***** DATA EXCERPTS
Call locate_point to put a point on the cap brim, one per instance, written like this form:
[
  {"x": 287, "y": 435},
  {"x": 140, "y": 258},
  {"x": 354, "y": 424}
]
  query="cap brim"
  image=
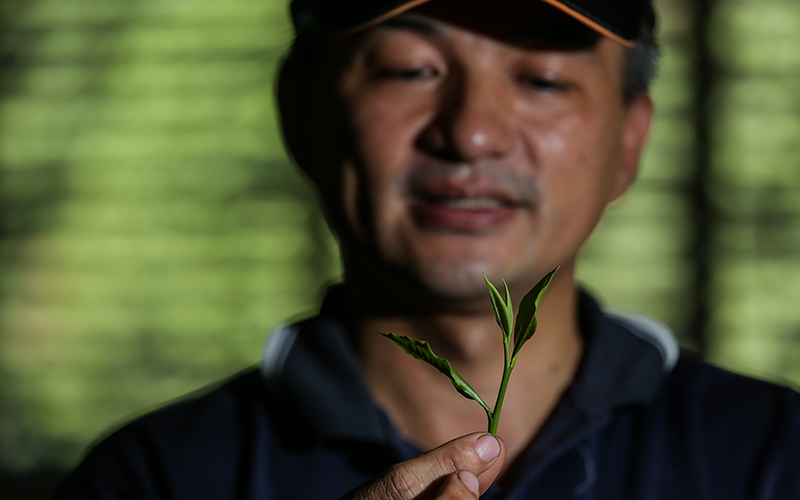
**********
**THE REQUEST**
List every line of the entries above as a numbered list, skipping blank lines and leaving out the pictures.

**RESPONSE TO THIS TASK**
1. Call locate_point to put a point on the cap brim, one per instance, written like this form:
2. [
3.   {"x": 287, "y": 435},
4.   {"x": 140, "y": 258},
5.   {"x": 354, "y": 424}
6. ]
7.   query="cap brim"
8.   image=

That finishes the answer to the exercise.